## WORK TO DO
Reproduce each of the entries below verbatim, line for line, without changing any character.

(Object point labels)

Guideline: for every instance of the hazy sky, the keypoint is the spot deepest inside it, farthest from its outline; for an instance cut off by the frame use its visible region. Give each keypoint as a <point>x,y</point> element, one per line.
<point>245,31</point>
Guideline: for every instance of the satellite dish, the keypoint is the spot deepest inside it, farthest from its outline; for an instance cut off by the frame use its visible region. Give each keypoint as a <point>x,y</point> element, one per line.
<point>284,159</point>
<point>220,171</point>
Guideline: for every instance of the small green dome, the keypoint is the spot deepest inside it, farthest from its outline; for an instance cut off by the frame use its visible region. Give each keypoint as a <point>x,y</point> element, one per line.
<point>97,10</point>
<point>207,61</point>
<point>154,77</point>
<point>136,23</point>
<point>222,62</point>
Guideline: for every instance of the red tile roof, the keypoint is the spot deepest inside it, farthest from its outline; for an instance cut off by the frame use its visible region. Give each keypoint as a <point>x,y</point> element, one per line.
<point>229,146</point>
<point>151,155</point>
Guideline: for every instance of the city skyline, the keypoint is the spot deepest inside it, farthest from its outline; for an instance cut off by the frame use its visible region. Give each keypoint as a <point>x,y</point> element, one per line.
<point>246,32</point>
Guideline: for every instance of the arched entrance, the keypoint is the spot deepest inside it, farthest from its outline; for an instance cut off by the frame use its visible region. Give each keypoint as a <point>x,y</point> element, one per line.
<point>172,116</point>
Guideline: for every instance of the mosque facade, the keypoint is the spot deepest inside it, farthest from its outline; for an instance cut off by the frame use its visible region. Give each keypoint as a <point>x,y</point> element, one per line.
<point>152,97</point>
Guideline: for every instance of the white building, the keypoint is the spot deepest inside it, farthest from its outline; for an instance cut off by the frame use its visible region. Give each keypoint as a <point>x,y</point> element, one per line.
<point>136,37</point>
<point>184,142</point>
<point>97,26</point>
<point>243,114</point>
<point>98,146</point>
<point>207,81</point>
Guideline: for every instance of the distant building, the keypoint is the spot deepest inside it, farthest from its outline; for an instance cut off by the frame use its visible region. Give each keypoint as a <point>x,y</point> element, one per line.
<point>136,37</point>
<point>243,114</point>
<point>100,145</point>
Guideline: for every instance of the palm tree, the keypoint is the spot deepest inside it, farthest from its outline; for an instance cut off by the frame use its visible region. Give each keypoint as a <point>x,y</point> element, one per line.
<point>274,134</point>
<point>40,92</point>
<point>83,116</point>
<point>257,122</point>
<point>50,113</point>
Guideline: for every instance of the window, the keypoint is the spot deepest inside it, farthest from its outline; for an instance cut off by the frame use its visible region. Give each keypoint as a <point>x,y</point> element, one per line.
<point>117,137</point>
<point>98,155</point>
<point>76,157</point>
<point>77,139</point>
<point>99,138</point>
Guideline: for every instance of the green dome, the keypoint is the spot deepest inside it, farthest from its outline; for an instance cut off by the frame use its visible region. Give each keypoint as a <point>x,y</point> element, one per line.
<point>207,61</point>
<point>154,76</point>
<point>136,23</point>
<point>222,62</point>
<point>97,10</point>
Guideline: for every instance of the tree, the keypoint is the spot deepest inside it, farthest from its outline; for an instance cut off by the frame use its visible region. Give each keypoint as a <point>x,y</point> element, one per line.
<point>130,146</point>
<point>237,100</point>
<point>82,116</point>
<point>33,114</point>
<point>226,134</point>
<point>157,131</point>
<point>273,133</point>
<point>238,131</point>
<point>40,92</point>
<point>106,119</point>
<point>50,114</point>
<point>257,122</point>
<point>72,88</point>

## THE ANSWER
Guideline: for every instance of the hazy sky, the keypoint is the spot deepest inside it, farthest from its outline; for an instance cut off by the frame use its visible region. Give each keypoint as a <point>x,y</point> element, one per line.
<point>245,31</point>
Guideline: for every instance of the satellite dish, the keypoint is the spot deepest inside it, farthest from its outline; for an instance cut off by the frame use its visible region. Give each keypoint as a <point>x,y</point> element, one per line.
<point>284,159</point>
<point>220,171</point>
Guideline: for every instance of the small green dome, the keypoint is the spot deepest inside it, farthest from its outline; for an instance cut off by the frame use its visible region. Give each keypoint as a <point>x,y</point> element, one per line.
<point>97,10</point>
<point>207,61</point>
<point>154,77</point>
<point>136,23</point>
<point>222,62</point>
Guideline: for every instance of the red tile roof, the keypoint is the spot deepest inside it, farthest from its outline; for an instance cut off by the frame use its visible region. Give each keypoint as a <point>x,y</point> element, one per line.
<point>229,146</point>
<point>151,155</point>
Guideline: for every instance of the city skyline, the keypoint is the spot deepest inside it, farthest from its outline; for an instance cut off by the frame use its visible region. Give each keypoint as a <point>x,y</point> element, one per line.
<point>246,32</point>
Guideline: for every instance of the arched entrance, the keypoint is the spot deepest inside it, farthest from its outline; for an instance cut off by the frame use its visible region. Give each keypoint as a <point>x,y</point> element, one per line.
<point>172,116</point>
Guideline: for every instance of the mosque facade, the keypoint is the spot deepest inside it, farthest from its outline; for an instance cut off by the frame use its visible region. Give each keypoint as a <point>x,y</point> element, one per line.
<point>152,97</point>
Guideline: for every instance of the white building, the keypoint is the spot deepest inside it, farthest from its outline; for an instance cut off by the frame use its visible region. Give each keypoint as a <point>x,y</point> element, one per line.
<point>136,37</point>
<point>184,142</point>
<point>97,26</point>
<point>243,114</point>
<point>98,146</point>
<point>207,81</point>
Guideline: for every instance of the distant building, the keypoint is the spot deepest inside it, farthest from its outline; for an instance cut off by the frame use its visible region. Give each keypoint as a <point>x,y</point> element, one per line.
<point>136,37</point>
<point>243,114</point>
<point>100,145</point>
Guideline: for every instance of the palm tree, the keypoint is the spot deepest inside it, farthest from its outline; for an instance cut off by the frame use its visible region. Give each keypoint as a <point>x,y</point> element, one per line.
<point>274,134</point>
<point>40,92</point>
<point>83,116</point>
<point>257,122</point>
<point>50,113</point>
Guideline: for every instance of the window, the keypoint is the spot deepest inside it, farthest from its outline; for an instance cut off by the frame use its visible region. Give each keypoint as a <point>x,y</point> element, one per line.
<point>117,137</point>
<point>98,155</point>
<point>76,157</point>
<point>77,139</point>
<point>99,138</point>
Guideline: for every instance of the green dome, the keypoint is the spot deepest inside it, farthest from its outline; for an instance cut off by the frame use its visible region. Give each keypoint as a <point>x,y</point> element, one per line.
<point>207,61</point>
<point>154,76</point>
<point>136,23</point>
<point>222,62</point>
<point>97,10</point>
Guideline: for every instance of the tree, the keypoint is the spot deepest inside it, farthest from its outline; for an instance cut off by the frame use its visible region. Give each keypoint as a <point>x,y</point> element, one per line.
<point>130,146</point>
<point>237,100</point>
<point>82,116</point>
<point>33,114</point>
<point>226,134</point>
<point>157,131</point>
<point>273,133</point>
<point>238,131</point>
<point>40,92</point>
<point>106,119</point>
<point>50,114</point>
<point>257,122</point>
<point>72,88</point>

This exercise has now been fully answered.